## PROBLEM DESCRIPTION
Would you retype all of these records exactly?

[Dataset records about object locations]

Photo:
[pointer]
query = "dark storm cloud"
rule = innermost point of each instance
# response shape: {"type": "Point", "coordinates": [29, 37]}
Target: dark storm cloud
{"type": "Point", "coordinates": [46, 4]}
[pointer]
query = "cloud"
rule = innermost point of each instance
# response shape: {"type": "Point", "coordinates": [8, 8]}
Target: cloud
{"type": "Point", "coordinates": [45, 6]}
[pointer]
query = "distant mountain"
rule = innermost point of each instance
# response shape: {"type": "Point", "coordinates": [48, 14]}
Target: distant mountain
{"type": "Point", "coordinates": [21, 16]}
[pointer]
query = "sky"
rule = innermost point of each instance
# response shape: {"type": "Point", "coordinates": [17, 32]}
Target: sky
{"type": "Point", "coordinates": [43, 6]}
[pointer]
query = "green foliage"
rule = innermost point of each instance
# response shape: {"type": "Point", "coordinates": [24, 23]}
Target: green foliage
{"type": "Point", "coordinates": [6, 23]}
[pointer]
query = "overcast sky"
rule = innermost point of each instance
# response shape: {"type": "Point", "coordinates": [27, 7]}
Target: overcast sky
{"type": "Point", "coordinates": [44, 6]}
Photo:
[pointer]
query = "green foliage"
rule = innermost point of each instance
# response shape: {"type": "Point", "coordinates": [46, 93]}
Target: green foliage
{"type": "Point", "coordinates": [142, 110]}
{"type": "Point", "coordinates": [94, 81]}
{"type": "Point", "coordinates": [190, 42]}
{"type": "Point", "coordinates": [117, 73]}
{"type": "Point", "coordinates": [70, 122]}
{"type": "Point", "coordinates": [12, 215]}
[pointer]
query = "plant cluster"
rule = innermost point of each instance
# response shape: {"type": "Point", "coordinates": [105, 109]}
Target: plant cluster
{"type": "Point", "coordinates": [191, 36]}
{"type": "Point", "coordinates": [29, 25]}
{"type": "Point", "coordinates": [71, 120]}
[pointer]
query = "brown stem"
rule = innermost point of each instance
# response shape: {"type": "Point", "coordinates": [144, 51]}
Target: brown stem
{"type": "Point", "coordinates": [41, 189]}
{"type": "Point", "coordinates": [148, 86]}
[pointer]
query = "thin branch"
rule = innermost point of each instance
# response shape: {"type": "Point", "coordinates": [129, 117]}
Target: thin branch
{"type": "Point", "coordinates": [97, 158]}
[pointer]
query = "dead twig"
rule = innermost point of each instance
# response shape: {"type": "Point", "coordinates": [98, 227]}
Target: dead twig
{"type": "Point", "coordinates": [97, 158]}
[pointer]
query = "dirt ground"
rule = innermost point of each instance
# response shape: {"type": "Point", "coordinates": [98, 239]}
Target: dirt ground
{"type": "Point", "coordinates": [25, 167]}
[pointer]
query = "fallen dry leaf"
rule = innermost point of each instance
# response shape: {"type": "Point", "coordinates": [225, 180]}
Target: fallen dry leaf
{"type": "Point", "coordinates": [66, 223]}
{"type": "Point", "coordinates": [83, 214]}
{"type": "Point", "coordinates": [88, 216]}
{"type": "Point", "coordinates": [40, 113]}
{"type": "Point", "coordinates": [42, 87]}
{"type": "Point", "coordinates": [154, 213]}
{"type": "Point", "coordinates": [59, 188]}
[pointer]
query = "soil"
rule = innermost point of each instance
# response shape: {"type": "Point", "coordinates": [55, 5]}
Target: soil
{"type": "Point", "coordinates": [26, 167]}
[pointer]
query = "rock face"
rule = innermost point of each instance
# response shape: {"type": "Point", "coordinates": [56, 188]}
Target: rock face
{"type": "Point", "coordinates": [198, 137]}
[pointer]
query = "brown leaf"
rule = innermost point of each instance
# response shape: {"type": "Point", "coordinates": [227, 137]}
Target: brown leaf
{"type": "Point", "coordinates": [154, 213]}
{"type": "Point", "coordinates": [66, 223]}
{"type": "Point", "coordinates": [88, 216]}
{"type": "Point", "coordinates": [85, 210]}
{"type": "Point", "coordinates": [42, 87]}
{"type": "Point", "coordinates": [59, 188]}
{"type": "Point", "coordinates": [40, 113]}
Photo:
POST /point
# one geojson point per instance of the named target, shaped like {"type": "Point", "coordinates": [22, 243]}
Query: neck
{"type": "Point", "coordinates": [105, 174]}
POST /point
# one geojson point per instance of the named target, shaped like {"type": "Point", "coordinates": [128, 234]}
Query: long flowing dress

## RESPONSE BELOW
Photo:
[pointer]
query = "dark storm cloud"
rule = innermost point of each instance
# response shape: {"type": "Point", "coordinates": [29, 37]}
Target: dark storm cloud
{"type": "Point", "coordinates": [46, 4]}
[pointer]
query = "cloud"
rule = innermost point of each instance
# response shape: {"type": "Point", "coordinates": [8, 8]}
Target: cloud
{"type": "Point", "coordinates": [45, 6]}
[pointer]
query = "distant mountain"
rule = innermost point of each instance
# response shape: {"type": "Point", "coordinates": [48, 14]}
Target: distant mountain
{"type": "Point", "coordinates": [21, 16]}
[pointer]
query = "sky"
rule = innermost point of each instance
# response shape: {"type": "Point", "coordinates": [17, 32]}
Target: sky
{"type": "Point", "coordinates": [43, 6]}
[pointer]
query = "green foliage"
rule = innermost point of each instance
# response shape: {"type": "Point", "coordinates": [24, 23]}
Target: green foliage
{"type": "Point", "coordinates": [6, 23]}
[pointer]
query = "overcast sky"
rule = innermost point of each instance
# response shape: {"type": "Point", "coordinates": [27, 7]}
Target: overcast sky
{"type": "Point", "coordinates": [44, 6]}
Photo:
[pointer]
query = "green foliage"
rule = innermost point of each instance
# response shape: {"type": "Point", "coordinates": [46, 93]}
Target: green foliage
{"type": "Point", "coordinates": [142, 110]}
{"type": "Point", "coordinates": [94, 81]}
{"type": "Point", "coordinates": [190, 42]}
{"type": "Point", "coordinates": [117, 73]}
{"type": "Point", "coordinates": [70, 122]}
{"type": "Point", "coordinates": [12, 215]}
[pointer]
query = "plant cluster"
rule = innermost point of each instance
# response shape: {"type": "Point", "coordinates": [105, 109]}
Target: plant cluster
{"type": "Point", "coordinates": [191, 36]}
{"type": "Point", "coordinates": [29, 25]}
{"type": "Point", "coordinates": [71, 120]}
[pointer]
query = "brown stem"
rule = innermost point of each instance
# response shape: {"type": "Point", "coordinates": [144, 51]}
Target: brown stem
{"type": "Point", "coordinates": [41, 189]}
{"type": "Point", "coordinates": [148, 86]}
[pointer]
query = "thin branch"
rule = innermost point of each instance
# response shape: {"type": "Point", "coordinates": [129, 117]}
Target: thin branch
{"type": "Point", "coordinates": [97, 158]}
[pointer]
query = "dead twig"
rule = innermost point of each instance
# response shape: {"type": "Point", "coordinates": [98, 227]}
Target: dead twig
{"type": "Point", "coordinates": [97, 158]}
[pointer]
query = "dirt ground"
rule = innermost point of each instance
# response shape: {"type": "Point", "coordinates": [98, 239]}
Target: dirt ground
{"type": "Point", "coordinates": [25, 167]}
[pointer]
query = "fallen dry leaf"
rule = innermost point of each instance
# response shape: {"type": "Point", "coordinates": [225, 180]}
Target: fallen dry leaf
{"type": "Point", "coordinates": [66, 223]}
{"type": "Point", "coordinates": [83, 214]}
{"type": "Point", "coordinates": [88, 216]}
{"type": "Point", "coordinates": [40, 113]}
{"type": "Point", "coordinates": [42, 87]}
{"type": "Point", "coordinates": [154, 213]}
{"type": "Point", "coordinates": [59, 188]}
[pointer]
query = "soil"
rule = innermost point of each instance
# response shape: {"type": "Point", "coordinates": [55, 5]}
Target: soil
{"type": "Point", "coordinates": [26, 167]}
[pointer]
query = "rock face"
rule = innermost point of each instance
# response shape: {"type": "Point", "coordinates": [56, 188]}
Target: rock face
{"type": "Point", "coordinates": [198, 137]}
[pointer]
query = "brown leaf"
rule = innermost point of each instance
# response shape: {"type": "Point", "coordinates": [227, 137]}
Target: brown leaf
{"type": "Point", "coordinates": [154, 213]}
{"type": "Point", "coordinates": [66, 223]}
{"type": "Point", "coordinates": [88, 216]}
{"type": "Point", "coordinates": [85, 210]}
{"type": "Point", "coordinates": [42, 87]}
{"type": "Point", "coordinates": [59, 188]}
{"type": "Point", "coordinates": [40, 113]}
Photo:
POST /point
# one geojson point per instance of the named target, shaped like {"type": "Point", "coordinates": [22, 243]}
Query: neck
{"type": "Point", "coordinates": [105, 174]}
POST /point
# one geojson point per instance of the named target, shaped like {"type": "Point", "coordinates": [128, 234]}
Query: long flowing dress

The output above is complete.